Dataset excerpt
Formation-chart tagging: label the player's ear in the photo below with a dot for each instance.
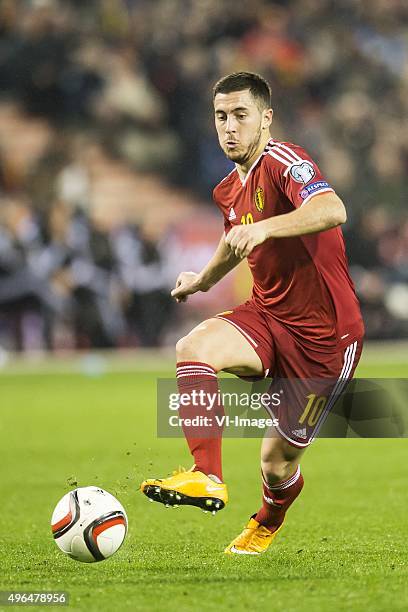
(267, 116)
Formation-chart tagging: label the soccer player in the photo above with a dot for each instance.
(303, 320)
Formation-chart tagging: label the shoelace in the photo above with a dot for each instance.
(182, 470)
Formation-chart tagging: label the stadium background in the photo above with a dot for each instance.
(108, 155)
(107, 160)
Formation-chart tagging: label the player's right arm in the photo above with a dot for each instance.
(222, 262)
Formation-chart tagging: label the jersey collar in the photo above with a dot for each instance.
(244, 180)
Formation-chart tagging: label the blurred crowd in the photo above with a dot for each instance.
(107, 150)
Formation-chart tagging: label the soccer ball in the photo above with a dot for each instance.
(89, 524)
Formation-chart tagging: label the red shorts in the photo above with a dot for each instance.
(321, 377)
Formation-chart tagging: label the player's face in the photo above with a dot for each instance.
(240, 124)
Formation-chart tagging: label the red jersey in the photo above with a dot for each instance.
(302, 281)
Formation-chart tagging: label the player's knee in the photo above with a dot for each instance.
(274, 471)
(192, 348)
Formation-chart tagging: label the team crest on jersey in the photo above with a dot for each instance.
(302, 172)
(259, 198)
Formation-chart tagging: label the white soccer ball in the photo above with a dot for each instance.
(89, 524)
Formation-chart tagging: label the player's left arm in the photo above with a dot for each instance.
(321, 212)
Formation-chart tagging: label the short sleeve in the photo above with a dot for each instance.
(228, 214)
(295, 173)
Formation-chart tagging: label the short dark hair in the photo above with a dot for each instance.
(238, 81)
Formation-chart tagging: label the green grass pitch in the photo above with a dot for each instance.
(344, 546)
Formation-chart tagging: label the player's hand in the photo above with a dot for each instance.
(242, 239)
(186, 284)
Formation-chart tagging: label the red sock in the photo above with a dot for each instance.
(277, 499)
(204, 442)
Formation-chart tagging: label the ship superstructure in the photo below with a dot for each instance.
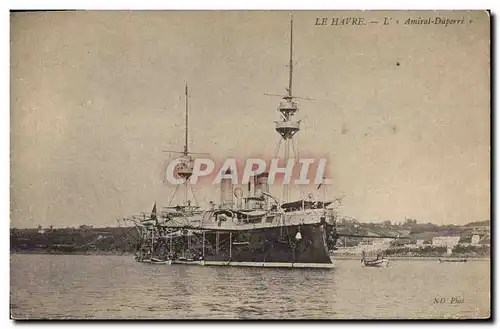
(252, 230)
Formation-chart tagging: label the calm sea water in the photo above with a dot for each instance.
(116, 287)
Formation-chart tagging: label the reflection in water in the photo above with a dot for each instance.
(116, 287)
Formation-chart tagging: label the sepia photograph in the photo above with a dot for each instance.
(250, 164)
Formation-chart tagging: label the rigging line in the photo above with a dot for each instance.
(173, 195)
(277, 148)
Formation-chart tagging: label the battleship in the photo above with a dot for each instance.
(256, 229)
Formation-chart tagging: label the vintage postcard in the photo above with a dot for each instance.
(250, 165)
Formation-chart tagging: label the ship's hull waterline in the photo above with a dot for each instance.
(299, 246)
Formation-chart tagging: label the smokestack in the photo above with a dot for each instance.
(261, 186)
(226, 191)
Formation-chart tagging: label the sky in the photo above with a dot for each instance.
(401, 112)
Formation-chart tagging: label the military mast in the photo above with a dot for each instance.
(287, 127)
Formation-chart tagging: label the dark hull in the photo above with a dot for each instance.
(263, 247)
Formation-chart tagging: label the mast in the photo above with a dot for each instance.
(287, 127)
(187, 120)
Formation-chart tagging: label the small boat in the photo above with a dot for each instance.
(454, 260)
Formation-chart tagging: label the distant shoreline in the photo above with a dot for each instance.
(41, 252)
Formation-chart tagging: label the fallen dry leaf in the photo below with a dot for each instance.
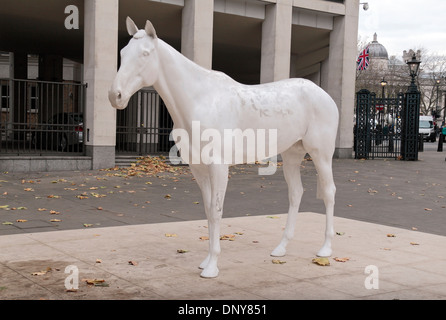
(321, 261)
(230, 237)
(345, 259)
(170, 235)
(96, 282)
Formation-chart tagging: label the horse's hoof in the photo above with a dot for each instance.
(324, 252)
(278, 252)
(204, 264)
(209, 273)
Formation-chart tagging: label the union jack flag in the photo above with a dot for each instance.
(363, 59)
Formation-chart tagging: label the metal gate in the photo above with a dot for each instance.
(386, 127)
(41, 117)
(144, 126)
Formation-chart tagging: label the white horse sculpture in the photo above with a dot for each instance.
(305, 117)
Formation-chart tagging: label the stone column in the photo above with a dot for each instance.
(100, 65)
(197, 31)
(340, 69)
(276, 41)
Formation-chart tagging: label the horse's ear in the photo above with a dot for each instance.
(131, 26)
(150, 30)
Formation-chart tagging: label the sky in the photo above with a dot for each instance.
(405, 24)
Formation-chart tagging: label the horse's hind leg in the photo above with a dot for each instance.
(326, 190)
(292, 158)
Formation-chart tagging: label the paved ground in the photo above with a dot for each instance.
(101, 220)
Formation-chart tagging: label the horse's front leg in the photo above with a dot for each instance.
(212, 180)
(218, 176)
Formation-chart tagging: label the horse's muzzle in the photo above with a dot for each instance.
(116, 99)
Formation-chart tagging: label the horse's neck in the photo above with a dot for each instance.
(179, 81)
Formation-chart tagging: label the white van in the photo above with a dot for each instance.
(427, 128)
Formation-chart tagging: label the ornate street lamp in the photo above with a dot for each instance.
(414, 65)
(410, 138)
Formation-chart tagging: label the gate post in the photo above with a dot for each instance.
(362, 130)
(411, 118)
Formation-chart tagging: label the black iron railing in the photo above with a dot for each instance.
(144, 126)
(41, 117)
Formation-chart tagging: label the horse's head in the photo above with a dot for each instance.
(139, 64)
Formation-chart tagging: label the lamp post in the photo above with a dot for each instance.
(411, 116)
(414, 66)
(381, 109)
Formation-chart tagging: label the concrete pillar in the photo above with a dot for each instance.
(197, 31)
(276, 41)
(340, 70)
(18, 91)
(100, 65)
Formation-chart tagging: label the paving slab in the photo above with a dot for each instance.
(142, 262)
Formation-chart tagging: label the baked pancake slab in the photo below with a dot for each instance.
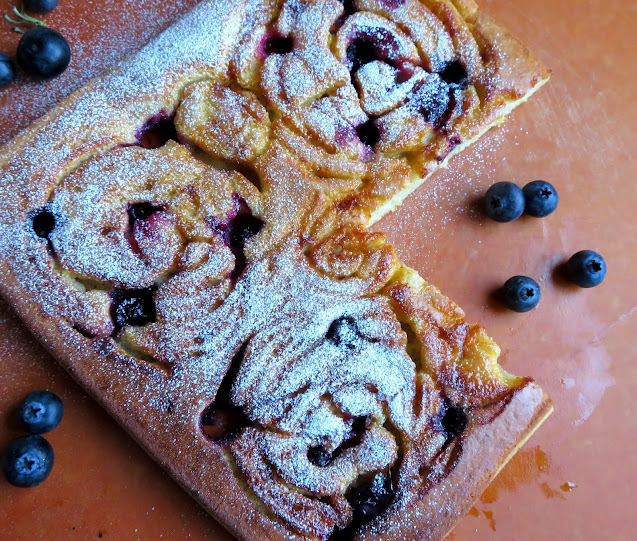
(187, 235)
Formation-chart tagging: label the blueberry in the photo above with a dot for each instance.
(343, 332)
(134, 307)
(368, 133)
(7, 73)
(453, 420)
(319, 457)
(586, 268)
(27, 461)
(504, 202)
(541, 198)
(43, 53)
(40, 412)
(371, 499)
(40, 6)
(141, 211)
(521, 293)
(43, 223)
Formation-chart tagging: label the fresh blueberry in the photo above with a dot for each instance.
(7, 73)
(521, 293)
(41, 6)
(541, 198)
(586, 268)
(40, 412)
(504, 202)
(27, 461)
(43, 53)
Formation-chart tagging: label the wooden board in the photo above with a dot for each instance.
(574, 479)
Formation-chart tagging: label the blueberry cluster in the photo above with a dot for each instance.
(42, 52)
(28, 460)
(506, 202)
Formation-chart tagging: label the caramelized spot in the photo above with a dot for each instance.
(157, 131)
(278, 44)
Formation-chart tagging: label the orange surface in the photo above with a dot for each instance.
(575, 479)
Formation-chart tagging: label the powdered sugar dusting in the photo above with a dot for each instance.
(321, 358)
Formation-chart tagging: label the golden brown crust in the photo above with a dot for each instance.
(246, 280)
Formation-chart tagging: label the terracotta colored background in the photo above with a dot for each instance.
(576, 478)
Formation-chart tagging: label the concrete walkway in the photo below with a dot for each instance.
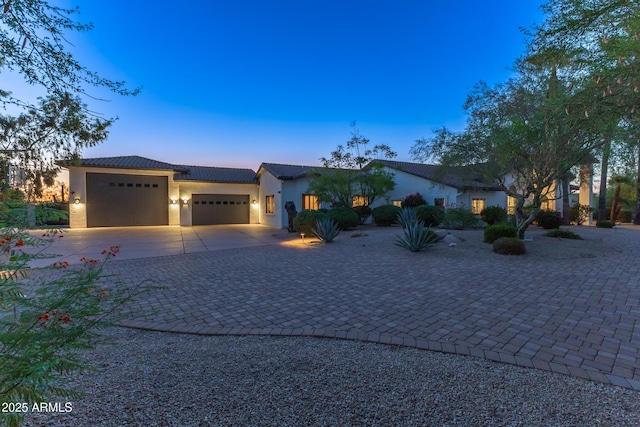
(577, 315)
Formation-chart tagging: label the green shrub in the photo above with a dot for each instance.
(407, 216)
(363, 213)
(578, 213)
(496, 231)
(563, 234)
(548, 219)
(306, 220)
(415, 237)
(385, 215)
(509, 246)
(345, 218)
(493, 214)
(459, 219)
(326, 230)
(413, 201)
(605, 224)
(430, 215)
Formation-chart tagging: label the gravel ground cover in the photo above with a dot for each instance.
(148, 378)
(145, 378)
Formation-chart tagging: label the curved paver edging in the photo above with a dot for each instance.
(559, 315)
(418, 343)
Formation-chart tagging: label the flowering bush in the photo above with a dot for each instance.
(47, 316)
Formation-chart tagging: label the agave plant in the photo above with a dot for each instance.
(326, 230)
(415, 237)
(407, 216)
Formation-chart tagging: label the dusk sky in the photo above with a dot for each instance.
(236, 83)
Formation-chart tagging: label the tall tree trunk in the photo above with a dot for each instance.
(566, 203)
(615, 208)
(602, 195)
(636, 219)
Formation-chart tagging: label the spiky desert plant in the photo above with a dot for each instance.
(407, 216)
(416, 237)
(326, 230)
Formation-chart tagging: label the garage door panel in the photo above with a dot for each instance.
(115, 200)
(220, 209)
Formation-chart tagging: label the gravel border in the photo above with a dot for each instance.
(146, 378)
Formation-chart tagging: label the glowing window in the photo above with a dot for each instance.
(477, 206)
(310, 201)
(360, 201)
(270, 204)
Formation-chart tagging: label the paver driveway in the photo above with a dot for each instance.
(576, 314)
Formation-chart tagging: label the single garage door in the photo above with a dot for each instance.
(115, 200)
(220, 209)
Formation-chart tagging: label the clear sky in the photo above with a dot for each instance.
(238, 82)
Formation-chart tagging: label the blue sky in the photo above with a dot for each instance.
(236, 83)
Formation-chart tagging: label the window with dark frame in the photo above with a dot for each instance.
(270, 204)
(310, 201)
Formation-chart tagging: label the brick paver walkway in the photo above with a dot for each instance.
(578, 315)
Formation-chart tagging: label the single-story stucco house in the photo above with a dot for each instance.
(134, 190)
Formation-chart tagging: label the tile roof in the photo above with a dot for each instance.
(125, 162)
(183, 172)
(461, 177)
(288, 172)
(215, 174)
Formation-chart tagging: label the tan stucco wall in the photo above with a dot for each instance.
(188, 188)
(78, 188)
(179, 213)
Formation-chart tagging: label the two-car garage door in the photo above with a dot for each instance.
(220, 209)
(116, 200)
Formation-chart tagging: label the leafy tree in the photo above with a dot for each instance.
(57, 129)
(352, 171)
(597, 41)
(520, 134)
(34, 45)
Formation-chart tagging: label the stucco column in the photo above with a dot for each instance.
(586, 188)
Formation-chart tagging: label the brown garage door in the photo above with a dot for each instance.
(220, 209)
(115, 200)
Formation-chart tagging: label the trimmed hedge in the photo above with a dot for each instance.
(493, 214)
(496, 231)
(548, 219)
(386, 215)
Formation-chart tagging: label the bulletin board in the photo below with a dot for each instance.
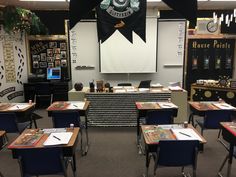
(209, 59)
(47, 52)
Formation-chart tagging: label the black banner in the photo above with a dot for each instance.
(186, 8)
(209, 59)
(126, 16)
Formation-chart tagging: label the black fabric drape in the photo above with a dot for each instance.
(79, 8)
(186, 8)
(107, 24)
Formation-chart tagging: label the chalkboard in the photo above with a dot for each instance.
(47, 52)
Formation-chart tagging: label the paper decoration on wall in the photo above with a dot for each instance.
(125, 16)
(20, 68)
(78, 9)
(8, 57)
(206, 59)
(187, 8)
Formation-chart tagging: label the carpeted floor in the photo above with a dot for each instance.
(113, 153)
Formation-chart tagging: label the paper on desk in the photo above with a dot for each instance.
(186, 134)
(120, 91)
(223, 106)
(76, 105)
(144, 89)
(167, 105)
(58, 138)
(18, 107)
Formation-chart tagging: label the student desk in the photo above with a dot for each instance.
(2, 139)
(200, 108)
(22, 110)
(152, 140)
(229, 135)
(61, 106)
(143, 107)
(68, 150)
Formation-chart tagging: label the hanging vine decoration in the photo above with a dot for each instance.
(19, 20)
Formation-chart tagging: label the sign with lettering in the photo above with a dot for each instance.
(209, 59)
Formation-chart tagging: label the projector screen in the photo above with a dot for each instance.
(118, 55)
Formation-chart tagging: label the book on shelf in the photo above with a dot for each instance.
(28, 139)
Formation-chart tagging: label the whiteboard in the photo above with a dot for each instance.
(171, 44)
(118, 55)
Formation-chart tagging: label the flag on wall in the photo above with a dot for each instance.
(187, 8)
(125, 16)
(79, 8)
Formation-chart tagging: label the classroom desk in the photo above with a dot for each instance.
(68, 150)
(2, 139)
(143, 107)
(22, 111)
(61, 106)
(200, 108)
(151, 143)
(229, 135)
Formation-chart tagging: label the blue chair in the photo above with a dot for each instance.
(43, 93)
(42, 161)
(124, 84)
(212, 120)
(10, 123)
(176, 153)
(64, 119)
(155, 117)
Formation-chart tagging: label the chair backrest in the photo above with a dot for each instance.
(177, 153)
(144, 84)
(213, 118)
(64, 119)
(8, 122)
(43, 88)
(41, 161)
(124, 84)
(155, 117)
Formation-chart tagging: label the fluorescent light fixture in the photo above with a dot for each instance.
(45, 0)
(224, 0)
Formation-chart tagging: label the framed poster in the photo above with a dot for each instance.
(48, 51)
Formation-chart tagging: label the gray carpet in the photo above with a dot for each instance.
(113, 153)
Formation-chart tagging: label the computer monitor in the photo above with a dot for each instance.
(144, 84)
(53, 73)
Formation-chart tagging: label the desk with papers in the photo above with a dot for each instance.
(201, 107)
(154, 134)
(44, 142)
(81, 106)
(143, 107)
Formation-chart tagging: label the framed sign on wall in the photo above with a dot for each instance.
(48, 52)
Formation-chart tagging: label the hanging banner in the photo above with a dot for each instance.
(186, 8)
(125, 16)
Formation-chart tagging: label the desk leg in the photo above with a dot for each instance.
(138, 129)
(190, 119)
(74, 166)
(86, 134)
(147, 160)
(230, 159)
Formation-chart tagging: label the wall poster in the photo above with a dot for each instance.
(48, 51)
(209, 59)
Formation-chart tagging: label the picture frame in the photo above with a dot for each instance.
(233, 84)
(46, 48)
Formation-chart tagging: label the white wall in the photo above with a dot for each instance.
(13, 67)
(85, 52)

**The exercise:** Copy each line exactly, from the line containing "Formation-chart tagging: label the book" down to the last line of the material, and no other lines.

**Exercise answer:**
Formation-chart tagging: label the book on shelf in the photo above with a dot for each instance.
(28, 139)
Formation-chart tagging: label the whiteboard in the photo above with a dot for each instance.
(171, 44)
(118, 55)
Formation-chart tagging: label the flag on wall in the photo above with a dot for each instance.
(187, 8)
(125, 16)
(79, 8)
Formation-chart tagging: label the classroom desk in the photo above with a dot for each instance.
(68, 150)
(2, 139)
(143, 107)
(22, 111)
(61, 106)
(200, 108)
(151, 143)
(229, 135)
Formation-chart tagging: label the blue chair in the photo above with a dot for each instance.
(43, 93)
(42, 161)
(124, 84)
(212, 120)
(10, 123)
(176, 153)
(64, 119)
(155, 117)
Formation-chart tagging: label the chair backrest in the photo above with a dot for each instance.
(177, 153)
(144, 84)
(213, 118)
(64, 119)
(8, 122)
(43, 88)
(41, 161)
(124, 84)
(155, 117)
Formation-chart tagging: label the fluorescent light fixture in the photo above with a dot for each instance.
(45, 0)
(224, 0)
Formation-chart tagging: label the framed poster in the photo above with a dot for each instance.
(48, 51)
Formation-chart tagging: label the gray carpet in the photo above with a dot for each instance.
(113, 153)
Formation-chart tagging: label the computer monitor in the photo above with a dot for each instance.
(144, 84)
(53, 73)
Formation-chart tagging: label the desk with papers in the photo above with a dot for each instance.
(201, 107)
(154, 134)
(44, 142)
(81, 106)
(143, 107)
Formation-chart tagging: label the framed sign on wall in the photo above with a dot for each instance.
(48, 52)
Formation-chart tagging: label the hanging banner in the photo above with a dot for each instance.
(186, 8)
(125, 16)
Formation-chart tagging: label the desk leg in the photo above with a dot for each instance.
(138, 129)
(190, 119)
(74, 166)
(86, 134)
(147, 160)
(230, 159)
Formation-chart tagging: label the wall poster in the photo above with a dot for each instance.
(48, 51)
(209, 59)
Formation-chart tagging: label the picture frame in the photo above with a dot for each instance.
(233, 84)
(46, 48)
Formation-chart tagging: label the white wall in the photo above with a dot for each instance.
(13, 67)
(85, 52)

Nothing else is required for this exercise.